* start Data shown *

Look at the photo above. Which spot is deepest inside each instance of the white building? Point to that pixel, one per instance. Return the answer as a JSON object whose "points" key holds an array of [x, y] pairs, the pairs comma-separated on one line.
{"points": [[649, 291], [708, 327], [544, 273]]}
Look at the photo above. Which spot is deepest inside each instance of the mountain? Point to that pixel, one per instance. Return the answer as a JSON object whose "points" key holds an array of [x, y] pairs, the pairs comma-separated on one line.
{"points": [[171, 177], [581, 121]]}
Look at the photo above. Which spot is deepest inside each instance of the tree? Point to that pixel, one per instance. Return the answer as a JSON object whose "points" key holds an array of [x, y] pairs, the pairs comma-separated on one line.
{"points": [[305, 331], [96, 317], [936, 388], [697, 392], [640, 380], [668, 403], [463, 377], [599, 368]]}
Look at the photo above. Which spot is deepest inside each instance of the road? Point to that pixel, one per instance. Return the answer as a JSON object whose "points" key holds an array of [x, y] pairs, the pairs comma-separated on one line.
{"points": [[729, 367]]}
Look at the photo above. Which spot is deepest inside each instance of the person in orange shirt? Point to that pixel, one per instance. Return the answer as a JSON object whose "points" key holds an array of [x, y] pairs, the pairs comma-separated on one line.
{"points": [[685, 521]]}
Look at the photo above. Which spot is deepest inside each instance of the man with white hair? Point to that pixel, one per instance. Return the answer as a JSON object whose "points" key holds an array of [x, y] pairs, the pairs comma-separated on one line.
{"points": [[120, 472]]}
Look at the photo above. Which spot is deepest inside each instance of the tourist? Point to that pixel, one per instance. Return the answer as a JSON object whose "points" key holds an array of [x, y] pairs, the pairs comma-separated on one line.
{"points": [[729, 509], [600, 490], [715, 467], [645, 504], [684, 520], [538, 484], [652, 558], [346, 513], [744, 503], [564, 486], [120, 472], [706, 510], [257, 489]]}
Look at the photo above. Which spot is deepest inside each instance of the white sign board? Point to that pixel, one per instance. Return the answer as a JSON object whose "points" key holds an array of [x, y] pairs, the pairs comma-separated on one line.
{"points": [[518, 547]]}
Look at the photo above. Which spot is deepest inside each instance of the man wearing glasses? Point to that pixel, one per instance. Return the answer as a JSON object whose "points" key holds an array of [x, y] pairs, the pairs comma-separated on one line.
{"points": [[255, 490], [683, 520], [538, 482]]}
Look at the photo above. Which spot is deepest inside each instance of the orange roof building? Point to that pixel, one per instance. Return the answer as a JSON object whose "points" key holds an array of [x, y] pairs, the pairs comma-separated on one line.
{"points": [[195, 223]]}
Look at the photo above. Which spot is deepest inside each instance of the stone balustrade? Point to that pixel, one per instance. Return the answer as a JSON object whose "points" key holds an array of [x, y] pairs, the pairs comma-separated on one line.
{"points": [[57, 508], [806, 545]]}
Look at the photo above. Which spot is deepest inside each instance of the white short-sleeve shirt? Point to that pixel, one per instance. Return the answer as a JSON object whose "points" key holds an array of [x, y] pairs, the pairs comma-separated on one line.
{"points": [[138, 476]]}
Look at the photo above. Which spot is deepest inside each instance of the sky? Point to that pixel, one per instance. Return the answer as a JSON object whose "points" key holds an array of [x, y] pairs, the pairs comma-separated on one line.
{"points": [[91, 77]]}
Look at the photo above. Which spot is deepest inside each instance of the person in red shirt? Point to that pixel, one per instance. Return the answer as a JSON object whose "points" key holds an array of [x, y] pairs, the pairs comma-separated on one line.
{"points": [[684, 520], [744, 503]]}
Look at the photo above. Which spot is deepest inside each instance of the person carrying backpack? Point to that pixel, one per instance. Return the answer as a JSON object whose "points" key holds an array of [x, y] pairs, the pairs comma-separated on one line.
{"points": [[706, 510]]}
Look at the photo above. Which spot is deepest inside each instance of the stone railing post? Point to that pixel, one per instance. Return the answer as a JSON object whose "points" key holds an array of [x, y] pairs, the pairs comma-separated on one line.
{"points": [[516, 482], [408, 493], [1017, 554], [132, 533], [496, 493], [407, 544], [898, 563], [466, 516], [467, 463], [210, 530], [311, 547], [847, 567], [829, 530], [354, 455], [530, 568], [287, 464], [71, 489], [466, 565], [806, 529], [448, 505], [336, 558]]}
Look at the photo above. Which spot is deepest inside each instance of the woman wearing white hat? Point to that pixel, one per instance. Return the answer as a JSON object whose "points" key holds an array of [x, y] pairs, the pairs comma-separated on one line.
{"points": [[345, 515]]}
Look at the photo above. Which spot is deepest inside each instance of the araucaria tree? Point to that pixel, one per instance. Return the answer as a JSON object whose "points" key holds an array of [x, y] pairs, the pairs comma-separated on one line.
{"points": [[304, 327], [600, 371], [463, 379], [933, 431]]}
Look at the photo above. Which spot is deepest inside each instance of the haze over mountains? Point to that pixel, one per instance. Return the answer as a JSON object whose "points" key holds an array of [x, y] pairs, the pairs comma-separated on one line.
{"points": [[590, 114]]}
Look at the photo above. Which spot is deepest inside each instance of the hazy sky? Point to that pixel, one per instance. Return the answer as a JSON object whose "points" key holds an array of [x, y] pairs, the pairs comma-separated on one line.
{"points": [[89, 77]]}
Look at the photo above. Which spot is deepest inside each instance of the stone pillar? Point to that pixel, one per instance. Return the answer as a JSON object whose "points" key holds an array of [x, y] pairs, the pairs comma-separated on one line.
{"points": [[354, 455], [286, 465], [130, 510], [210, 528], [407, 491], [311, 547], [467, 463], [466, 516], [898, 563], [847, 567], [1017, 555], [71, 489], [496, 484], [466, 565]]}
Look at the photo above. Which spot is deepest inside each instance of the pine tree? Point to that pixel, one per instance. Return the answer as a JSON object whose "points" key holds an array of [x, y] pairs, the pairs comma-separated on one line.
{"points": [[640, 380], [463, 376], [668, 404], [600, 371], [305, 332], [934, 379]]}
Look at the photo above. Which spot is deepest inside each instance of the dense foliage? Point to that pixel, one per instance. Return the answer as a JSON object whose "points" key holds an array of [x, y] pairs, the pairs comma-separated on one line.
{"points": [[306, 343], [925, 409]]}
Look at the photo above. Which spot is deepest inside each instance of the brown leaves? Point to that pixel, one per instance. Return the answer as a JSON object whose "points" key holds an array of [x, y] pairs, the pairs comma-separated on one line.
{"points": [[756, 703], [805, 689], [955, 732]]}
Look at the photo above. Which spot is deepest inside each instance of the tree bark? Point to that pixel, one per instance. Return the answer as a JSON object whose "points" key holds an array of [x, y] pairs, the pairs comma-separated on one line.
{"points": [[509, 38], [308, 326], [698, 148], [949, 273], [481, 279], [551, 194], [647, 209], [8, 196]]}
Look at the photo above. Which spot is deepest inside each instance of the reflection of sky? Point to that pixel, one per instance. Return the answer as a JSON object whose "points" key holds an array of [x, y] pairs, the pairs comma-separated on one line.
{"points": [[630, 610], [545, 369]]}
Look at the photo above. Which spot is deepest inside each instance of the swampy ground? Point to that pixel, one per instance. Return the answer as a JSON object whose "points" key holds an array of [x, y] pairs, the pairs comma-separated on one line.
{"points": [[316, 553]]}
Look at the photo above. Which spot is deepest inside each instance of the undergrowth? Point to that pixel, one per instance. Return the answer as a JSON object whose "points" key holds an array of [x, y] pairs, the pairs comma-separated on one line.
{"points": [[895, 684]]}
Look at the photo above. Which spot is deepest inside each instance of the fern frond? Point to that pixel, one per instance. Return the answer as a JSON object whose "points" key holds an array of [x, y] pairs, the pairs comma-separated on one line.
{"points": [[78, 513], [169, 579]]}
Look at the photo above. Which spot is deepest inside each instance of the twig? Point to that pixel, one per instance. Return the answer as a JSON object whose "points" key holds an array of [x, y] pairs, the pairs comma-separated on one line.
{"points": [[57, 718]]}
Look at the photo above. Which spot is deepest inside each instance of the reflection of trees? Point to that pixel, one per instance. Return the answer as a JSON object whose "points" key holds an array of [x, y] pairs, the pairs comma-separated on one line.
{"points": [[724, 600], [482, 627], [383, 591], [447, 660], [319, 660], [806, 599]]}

* end Data shown *

Extract every line from the one with "of the twig?" down to the final line above, both included, exactly as written.

Look at the photo above. Which spot is deepest inside each instance of the twig? Point to that pixel, one per instance. Return the answer as a JSON object whose "points" key holds an array of [x, y] pairs, the pairs comma-separated on one line.
{"points": [[57, 718]]}
Look at the photo above. Which spot is deepest inside each instance of the reflection of trees? Point to that pixel, one per instance. Return the answer as a JSON object whose "points" key holds an array of [x, y] pairs, the pairs comma-separated on one line.
{"points": [[724, 600], [482, 627], [383, 591], [447, 660], [319, 660], [806, 599]]}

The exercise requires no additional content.